* _What this task involves_
Copy nothing but the lines below running from the line containing "Query: red flower" through the line containing "of the gable.", both end lines included.

--- Records to use ---

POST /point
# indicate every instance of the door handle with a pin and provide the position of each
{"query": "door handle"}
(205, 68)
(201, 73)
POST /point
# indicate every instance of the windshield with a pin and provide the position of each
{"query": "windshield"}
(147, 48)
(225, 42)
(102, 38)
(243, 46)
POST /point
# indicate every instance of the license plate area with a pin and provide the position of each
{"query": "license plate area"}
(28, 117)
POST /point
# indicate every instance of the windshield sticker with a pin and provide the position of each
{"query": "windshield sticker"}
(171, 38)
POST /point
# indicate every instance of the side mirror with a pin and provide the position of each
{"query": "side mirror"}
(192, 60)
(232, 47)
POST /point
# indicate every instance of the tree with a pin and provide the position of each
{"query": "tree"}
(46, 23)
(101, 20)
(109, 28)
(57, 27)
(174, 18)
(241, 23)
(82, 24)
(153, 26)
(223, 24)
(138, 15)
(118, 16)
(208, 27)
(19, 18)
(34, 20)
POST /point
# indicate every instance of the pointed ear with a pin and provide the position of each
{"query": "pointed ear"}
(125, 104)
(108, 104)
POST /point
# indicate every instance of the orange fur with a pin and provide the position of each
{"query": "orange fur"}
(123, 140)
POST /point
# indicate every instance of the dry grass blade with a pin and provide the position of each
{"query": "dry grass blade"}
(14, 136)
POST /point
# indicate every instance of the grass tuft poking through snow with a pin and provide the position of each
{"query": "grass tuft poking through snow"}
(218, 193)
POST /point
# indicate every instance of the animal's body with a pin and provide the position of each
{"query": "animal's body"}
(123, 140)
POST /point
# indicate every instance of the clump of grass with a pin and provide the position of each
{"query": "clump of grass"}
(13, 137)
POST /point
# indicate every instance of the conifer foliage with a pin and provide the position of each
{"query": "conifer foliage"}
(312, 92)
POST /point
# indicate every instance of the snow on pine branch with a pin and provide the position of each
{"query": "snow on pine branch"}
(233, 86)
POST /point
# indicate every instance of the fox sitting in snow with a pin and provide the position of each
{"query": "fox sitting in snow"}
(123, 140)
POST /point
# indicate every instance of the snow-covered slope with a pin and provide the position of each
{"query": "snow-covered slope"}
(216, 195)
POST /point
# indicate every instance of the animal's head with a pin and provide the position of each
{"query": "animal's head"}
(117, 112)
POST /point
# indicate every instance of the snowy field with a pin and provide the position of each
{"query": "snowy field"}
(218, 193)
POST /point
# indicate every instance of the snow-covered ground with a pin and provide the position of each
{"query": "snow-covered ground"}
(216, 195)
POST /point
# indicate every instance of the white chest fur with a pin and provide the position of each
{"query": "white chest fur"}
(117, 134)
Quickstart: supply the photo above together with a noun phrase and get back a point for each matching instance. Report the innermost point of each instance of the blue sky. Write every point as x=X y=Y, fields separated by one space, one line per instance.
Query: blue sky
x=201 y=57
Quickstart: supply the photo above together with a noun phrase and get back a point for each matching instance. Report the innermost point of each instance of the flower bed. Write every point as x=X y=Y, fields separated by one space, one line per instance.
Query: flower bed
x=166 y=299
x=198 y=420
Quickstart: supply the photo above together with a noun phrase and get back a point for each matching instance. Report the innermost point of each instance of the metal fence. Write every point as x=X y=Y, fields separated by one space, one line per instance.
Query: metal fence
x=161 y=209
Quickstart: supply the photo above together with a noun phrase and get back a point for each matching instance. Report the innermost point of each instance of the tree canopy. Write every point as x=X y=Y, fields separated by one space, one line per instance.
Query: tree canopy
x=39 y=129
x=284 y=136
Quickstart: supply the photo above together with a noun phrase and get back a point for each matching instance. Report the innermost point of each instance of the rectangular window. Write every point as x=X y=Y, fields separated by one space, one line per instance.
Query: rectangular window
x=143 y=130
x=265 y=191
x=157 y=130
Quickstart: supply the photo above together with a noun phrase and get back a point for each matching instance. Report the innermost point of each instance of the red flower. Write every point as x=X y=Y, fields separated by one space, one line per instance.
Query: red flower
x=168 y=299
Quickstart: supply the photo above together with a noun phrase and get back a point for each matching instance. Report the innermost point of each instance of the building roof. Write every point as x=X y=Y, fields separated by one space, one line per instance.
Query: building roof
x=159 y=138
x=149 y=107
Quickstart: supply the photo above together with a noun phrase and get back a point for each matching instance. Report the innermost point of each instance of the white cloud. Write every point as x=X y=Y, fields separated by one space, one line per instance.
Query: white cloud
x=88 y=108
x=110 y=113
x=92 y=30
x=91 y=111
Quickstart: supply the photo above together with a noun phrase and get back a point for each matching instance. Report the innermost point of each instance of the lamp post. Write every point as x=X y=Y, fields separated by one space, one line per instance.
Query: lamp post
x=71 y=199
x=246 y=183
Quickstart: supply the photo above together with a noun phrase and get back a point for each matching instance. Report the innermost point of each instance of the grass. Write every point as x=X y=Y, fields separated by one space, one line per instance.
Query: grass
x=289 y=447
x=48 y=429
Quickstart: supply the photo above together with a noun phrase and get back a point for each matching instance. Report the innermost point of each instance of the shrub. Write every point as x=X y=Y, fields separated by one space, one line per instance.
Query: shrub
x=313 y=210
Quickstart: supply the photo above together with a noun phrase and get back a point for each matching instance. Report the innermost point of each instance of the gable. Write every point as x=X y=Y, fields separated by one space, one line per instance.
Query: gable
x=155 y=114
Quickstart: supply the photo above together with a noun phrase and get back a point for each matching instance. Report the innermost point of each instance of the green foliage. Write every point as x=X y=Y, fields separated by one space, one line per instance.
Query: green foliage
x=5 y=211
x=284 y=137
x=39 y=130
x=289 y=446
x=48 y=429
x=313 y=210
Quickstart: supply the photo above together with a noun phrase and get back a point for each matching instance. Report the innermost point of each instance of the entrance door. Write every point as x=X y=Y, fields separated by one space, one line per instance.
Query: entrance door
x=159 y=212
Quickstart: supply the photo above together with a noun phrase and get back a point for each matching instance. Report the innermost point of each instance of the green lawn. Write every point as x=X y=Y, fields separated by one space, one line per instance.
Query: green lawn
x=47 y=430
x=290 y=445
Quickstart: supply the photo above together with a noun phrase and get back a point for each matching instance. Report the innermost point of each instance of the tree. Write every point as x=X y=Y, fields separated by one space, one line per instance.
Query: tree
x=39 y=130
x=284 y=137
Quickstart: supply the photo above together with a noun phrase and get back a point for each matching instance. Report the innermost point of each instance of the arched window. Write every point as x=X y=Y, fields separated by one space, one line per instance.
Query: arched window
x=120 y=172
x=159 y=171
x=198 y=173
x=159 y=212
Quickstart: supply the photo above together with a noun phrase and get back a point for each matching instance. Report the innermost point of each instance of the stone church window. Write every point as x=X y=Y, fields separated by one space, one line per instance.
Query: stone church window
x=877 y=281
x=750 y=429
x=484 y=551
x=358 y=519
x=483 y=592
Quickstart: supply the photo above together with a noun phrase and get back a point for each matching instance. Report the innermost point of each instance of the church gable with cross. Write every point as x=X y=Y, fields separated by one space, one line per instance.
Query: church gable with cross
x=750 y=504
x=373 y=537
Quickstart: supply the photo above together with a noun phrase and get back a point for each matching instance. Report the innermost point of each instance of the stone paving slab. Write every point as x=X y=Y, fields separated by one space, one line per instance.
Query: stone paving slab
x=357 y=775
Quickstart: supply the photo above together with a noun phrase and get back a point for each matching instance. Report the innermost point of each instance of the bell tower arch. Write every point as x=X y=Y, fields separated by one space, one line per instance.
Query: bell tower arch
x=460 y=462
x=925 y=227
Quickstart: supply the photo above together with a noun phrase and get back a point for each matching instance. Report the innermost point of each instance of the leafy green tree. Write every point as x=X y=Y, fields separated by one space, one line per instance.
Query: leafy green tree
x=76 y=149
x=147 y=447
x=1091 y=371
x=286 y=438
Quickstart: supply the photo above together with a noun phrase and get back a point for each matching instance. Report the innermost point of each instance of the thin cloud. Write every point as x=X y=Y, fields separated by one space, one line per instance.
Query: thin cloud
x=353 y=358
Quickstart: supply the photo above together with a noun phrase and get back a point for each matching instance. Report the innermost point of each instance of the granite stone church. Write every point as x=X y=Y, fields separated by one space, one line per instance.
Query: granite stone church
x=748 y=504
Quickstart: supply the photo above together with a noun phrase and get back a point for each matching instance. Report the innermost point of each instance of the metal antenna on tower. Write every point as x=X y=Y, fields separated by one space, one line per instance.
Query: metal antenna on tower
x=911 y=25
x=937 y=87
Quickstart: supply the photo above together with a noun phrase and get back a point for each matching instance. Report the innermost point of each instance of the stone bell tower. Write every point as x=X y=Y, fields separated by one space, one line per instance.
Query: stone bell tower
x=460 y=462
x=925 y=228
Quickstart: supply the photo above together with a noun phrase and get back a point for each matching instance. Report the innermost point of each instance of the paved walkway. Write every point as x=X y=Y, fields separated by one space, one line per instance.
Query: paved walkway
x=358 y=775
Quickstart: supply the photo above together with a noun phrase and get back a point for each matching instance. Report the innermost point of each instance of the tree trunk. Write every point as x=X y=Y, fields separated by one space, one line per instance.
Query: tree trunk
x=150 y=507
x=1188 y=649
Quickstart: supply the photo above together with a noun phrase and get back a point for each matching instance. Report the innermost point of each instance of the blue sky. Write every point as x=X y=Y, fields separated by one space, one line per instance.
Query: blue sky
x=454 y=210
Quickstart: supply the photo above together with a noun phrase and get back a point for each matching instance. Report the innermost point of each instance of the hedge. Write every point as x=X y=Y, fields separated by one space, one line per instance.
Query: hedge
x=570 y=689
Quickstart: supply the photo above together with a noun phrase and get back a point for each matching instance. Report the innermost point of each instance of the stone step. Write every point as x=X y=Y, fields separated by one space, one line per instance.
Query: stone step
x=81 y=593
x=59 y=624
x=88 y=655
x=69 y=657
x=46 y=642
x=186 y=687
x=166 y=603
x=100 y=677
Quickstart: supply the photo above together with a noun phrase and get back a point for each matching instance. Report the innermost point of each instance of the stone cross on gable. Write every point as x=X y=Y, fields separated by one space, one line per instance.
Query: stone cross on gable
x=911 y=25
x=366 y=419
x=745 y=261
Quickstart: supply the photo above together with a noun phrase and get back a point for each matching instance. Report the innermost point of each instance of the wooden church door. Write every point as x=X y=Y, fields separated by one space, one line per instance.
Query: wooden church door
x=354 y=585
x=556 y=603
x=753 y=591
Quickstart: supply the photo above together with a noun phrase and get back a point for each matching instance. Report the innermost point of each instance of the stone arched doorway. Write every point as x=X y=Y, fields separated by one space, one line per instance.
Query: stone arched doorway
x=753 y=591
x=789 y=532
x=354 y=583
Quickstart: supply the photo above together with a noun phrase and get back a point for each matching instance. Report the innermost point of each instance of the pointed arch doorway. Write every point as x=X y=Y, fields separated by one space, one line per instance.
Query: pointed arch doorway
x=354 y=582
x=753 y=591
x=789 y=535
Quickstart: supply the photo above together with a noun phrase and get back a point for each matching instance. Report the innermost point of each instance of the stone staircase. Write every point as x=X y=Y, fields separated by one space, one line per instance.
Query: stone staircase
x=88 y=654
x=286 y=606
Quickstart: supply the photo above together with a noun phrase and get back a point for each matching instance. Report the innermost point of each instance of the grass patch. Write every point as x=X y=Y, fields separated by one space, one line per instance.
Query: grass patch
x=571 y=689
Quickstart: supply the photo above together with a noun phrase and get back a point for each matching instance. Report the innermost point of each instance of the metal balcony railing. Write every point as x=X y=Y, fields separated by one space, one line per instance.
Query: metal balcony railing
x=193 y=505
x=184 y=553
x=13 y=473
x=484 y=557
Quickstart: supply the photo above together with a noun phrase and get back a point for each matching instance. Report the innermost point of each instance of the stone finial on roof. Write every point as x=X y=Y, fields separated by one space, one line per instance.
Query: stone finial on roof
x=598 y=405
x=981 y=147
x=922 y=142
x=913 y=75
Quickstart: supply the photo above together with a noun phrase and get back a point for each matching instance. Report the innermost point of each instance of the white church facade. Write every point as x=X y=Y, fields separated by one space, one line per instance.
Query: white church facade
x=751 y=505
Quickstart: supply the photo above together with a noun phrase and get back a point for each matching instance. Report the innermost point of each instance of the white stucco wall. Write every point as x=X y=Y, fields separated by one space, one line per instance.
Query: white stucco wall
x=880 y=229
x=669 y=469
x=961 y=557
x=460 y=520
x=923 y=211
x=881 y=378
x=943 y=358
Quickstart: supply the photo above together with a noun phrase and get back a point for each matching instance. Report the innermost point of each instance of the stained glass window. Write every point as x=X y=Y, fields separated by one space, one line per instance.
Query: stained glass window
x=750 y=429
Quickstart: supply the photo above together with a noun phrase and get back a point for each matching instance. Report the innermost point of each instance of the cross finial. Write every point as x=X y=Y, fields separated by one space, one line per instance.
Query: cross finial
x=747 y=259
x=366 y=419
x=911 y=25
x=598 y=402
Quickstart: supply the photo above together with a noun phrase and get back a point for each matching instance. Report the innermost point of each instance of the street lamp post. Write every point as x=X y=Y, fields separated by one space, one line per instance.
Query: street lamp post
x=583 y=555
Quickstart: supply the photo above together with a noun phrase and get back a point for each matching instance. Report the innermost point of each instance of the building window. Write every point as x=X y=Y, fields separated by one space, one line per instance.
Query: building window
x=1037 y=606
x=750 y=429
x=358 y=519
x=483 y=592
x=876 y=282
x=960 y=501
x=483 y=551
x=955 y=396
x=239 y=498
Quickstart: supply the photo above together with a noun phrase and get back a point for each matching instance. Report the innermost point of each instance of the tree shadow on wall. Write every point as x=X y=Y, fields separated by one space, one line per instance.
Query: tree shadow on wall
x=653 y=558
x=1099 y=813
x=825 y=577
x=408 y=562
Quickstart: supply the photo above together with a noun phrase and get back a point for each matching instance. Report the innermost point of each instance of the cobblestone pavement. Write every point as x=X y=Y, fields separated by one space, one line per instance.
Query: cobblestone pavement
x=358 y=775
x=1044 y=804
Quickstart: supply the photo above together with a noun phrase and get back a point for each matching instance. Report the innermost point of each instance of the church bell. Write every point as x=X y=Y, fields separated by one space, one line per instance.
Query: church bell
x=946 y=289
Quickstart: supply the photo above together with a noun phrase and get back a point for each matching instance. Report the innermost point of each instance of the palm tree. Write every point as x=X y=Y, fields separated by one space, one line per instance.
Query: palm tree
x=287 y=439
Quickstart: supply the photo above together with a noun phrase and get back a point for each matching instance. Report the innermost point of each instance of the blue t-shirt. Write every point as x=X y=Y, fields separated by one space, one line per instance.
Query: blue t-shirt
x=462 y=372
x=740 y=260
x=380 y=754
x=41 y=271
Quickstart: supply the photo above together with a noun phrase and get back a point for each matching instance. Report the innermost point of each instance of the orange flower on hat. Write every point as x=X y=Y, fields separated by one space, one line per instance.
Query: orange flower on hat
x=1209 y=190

---

* _Task response_
Query: red flower
x=168 y=299
Quickstart: supply the photo above together with a noun phrase and get back a point for each matching instance. Report the innermost point of each instance of the building roof. Write every point as x=X y=Y, fields separated by one space, one line per instance.
Query: building roof
x=159 y=138
x=149 y=107
Quickstart: supply the photo above together with a noun phrase and get back a point for each matching instance. Report the innermost point of each instance of the white cloud. Write every point as x=X y=Y, fields separated by one space, one line per instance.
Query: white cloud
x=88 y=108
x=110 y=113
x=92 y=30
x=91 y=111
Quickstart: supply the photo above together with a noun phrase and get back a point for each matching instance. Report the innermost point of each instance of the lamp post. Write every point as x=X y=Y, fields separated by one space, one line per instance.
Query: lamp post
x=71 y=199
x=246 y=183
Quickstart: supply the photo above together with a noun phrase and get back a point for each matching instance. Report the innermost point of each instance of the grass. Write every point as x=X y=Y, fields separated by one space, one line per instance.
Query: grass
x=289 y=447
x=48 y=429
Quickstart: supply the photo above together with a noun phrase and get back a point for each matching instance. Report the innermost point of each instance of the shrub. Write every point as x=X y=Y, fields separated by one space, one line per instance.
Query: shrub
x=313 y=210
Quickstart: supply the photo above together with a noun phrase and get back a point for each matching instance. Report the innermost point of each instance of the gable. Write every point as x=X y=Y, fields separated by one space, one line per instance.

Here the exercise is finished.